::: RECORDED DATA

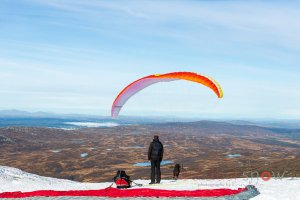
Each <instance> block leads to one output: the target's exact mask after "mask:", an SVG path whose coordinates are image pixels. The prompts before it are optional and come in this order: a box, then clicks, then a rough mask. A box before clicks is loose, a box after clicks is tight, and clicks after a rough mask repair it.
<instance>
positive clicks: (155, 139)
mask: <svg viewBox="0 0 300 200" xmlns="http://www.w3.org/2000/svg"><path fill="white" fill-rule="evenodd" d="M163 155H164V147H163V145H162V143H161V142H160V141H159V139H153V141H152V142H151V143H150V146H149V150H148V160H159V161H162V158H163Z"/></svg>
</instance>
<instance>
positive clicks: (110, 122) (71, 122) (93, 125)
mask: <svg viewBox="0 0 300 200" xmlns="http://www.w3.org/2000/svg"><path fill="white" fill-rule="evenodd" d="M64 124H68V125H74V126H82V127H88V128H97V127H115V126H119V124H117V123H114V122H105V123H97V122H65V123H64Z"/></svg>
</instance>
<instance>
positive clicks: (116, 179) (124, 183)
mask: <svg viewBox="0 0 300 200" xmlns="http://www.w3.org/2000/svg"><path fill="white" fill-rule="evenodd" d="M113 181H114V182H115V184H116V186H117V188H119V189H122V188H130V187H131V180H130V176H128V175H127V174H126V173H125V171H121V170H119V171H118V172H117V175H116V176H115V177H114V178H113Z"/></svg>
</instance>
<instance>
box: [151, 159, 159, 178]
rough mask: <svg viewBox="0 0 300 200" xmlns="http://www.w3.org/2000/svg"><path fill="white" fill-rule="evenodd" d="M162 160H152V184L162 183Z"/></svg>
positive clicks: (151, 167) (151, 173) (151, 171)
mask: <svg viewBox="0 0 300 200" xmlns="http://www.w3.org/2000/svg"><path fill="white" fill-rule="evenodd" d="M160 176H161V172H160V160H151V183H155V179H156V183H160V179H161V177H160Z"/></svg>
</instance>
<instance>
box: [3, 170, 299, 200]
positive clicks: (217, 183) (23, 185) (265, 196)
mask: <svg viewBox="0 0 300 200" xmlns="http://www.w3.org/2000/svg"><path fill="white" fill-rule="evenodd" d="M134 182H136V183H141V184H144V186H142V187H144V188H155V189H169V190H196V189H217V188H231V189H237V188H244V187H245V186H246V185H254V186H256V187H257V189H258V191H259V192H260V193H261V194H260V195H258V196H256V197H254V198H253V200H277V199H278V200H279V199H280V200H282V199H284V200H294V199H298V197H299V196H300V190H299V188H300V178H282V179H270V180H269V181H263V180H262V179H261V178H252V179H250V178H248V179H247V178H237V179H200V180H197V179H194V180H193V179H182V180H177V181H176V182H175V181H173V180H162V182H161V184H158V185H151V186H150V185H148V183H149V182H150V181H149V180H135V181H134ZM110 185H111V182H106V183H80V182H75V181H70V180H64V179H56V178H50V177H43V176H38V175H35V174H31V173H27V172H24V171H21V170H19V169H16V168H12V167H5V166H0V186H1V187H0V192H14V191H22V192H27V191H34V190H90V189H104V188H106V187H108V186H110ZM251 200H252V199H251Z"/></svg>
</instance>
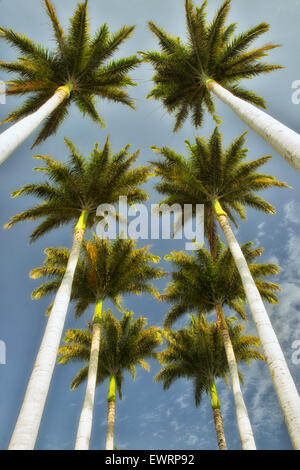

::::::

■ **EXERCISE PROMPT**:
Your answer is all of the records restated word for word, pictures excluded.

■ **SOLUTION TO THIS PROBLEM**:
Each <instance> block leads to one output: the target's exact mask after "mask:", an SVG path whose coordinates are image pixels. The prompts before it are optional and come in this order: a box, then clicks, then a rough mask. A box before clicks is loose, a box after clicks is tight, and clicks after a rough mask repair it.
<instance>
positive clicks: (155, 139)
mask: <svg viewBox="0 0 300 200" xmlns="http://www.w3.org/2000/svg"><path fill="white" fill-rule="evenodd" d="M163 155H164V147H163V145H162V143H161V142H160V141H159V139H153V141H152V142H151V143H150V146H149V150H148V160H159V161H162V158H163Z"/></svg>
</instance>
<instance>
positive clicks: (110, 122) (71, 122) (93, 125)
mask: <svg viewBox="0 0 300 200" xmlns="http://www.w3.org/2000/svg"><path fill="white" fill-rule="evenodd" d="M64 124H68V125H74V126H82V127H88V128H97V127H115V126H119V124H117V123H114V122H105V123H97V122H65V123H64Z"/></svg>
</instance>
<instance>
positive clicks: (116, 179) (124, 183)
mask: <svg viewBox="0 0 300 200" xmlns="http://www.w3.org/2000/svg"><path fill="white" fill-rule="evenodd" d="M113 181H114V182H115V184H116V186H117V188H119V189H122V188H130V187H131V180H130V176H128V175H127V174H126V173H125V171H121V170H119V171H118V172H117V175H116V176H115V177H114V178H113Z"/></svg>
</instance>
<instance>
box: [151, 159, 159, 178]
rough mask: <svg viewBox="0 0 300 200" xmlns="http://www.w3.org/2000/svg"><path fill="white" fill-rule="evenodd" d="M162 160H152V184L162 183Z"/></svg>
positive clicks: (151, 167) (151, 173) (151, 171)
mask: <svg viewBox="0 0 300 200" xmlns="http://www.w3.org/2000/svg"><path fill="white" fill-rule="evenodd" d="M160 176H161V172H160V160H151V183H155V179H156V183H160V179H161V177H160Z"/></svg>
</instance>
<instance>
box: [3, 170, 299, 200]
positive clicks: (217, 183) (23, 185) (265, 196)
mask: <svg viewBox="0 0 300 200" xmlns="http://www.w3.org/2000/svg"><path fill="white" fill-rule="evenodd" d="M134 182H136V183H141V184H144V186H142V187H144V188H155V189H169V190H196V189H217V188H231V189H237V188H244V187H245V186H246V185H254V186H256V187H257V189H258V191H259V192H260V193H261V194H260V195H258V196H256V197H254V198H253V200H277V199H278V200H279V199H280V200H282V199H284V200H294V199H298V197H299V196H300V190H299V188H300V178H282V179H270V180H269V181H263V180H262V179H261V178H252V179H250V178H248V179H247V178H237V179H200V180H197V179H194V180H193V179H182V180H177V181H176V182H175V181H173V180H162V182H161V184H158V185H151V186H150V185H148V183H149V182H150V181H149V180H135V181H134ZM110 185H111V182H106V183H80V182H75V181H70V180H64V179H56V178H50V177H43V176H38V175H35V174H31V173H27V172H24V171H21V170H19V169H16V168H12V167H5V166H0V186H1V187H0V192H14V191H22V192H27V191H34V190H90V189H104V188H106V187H108V186H110ZM251 200H252V199H251Z"/></svg>
</instance>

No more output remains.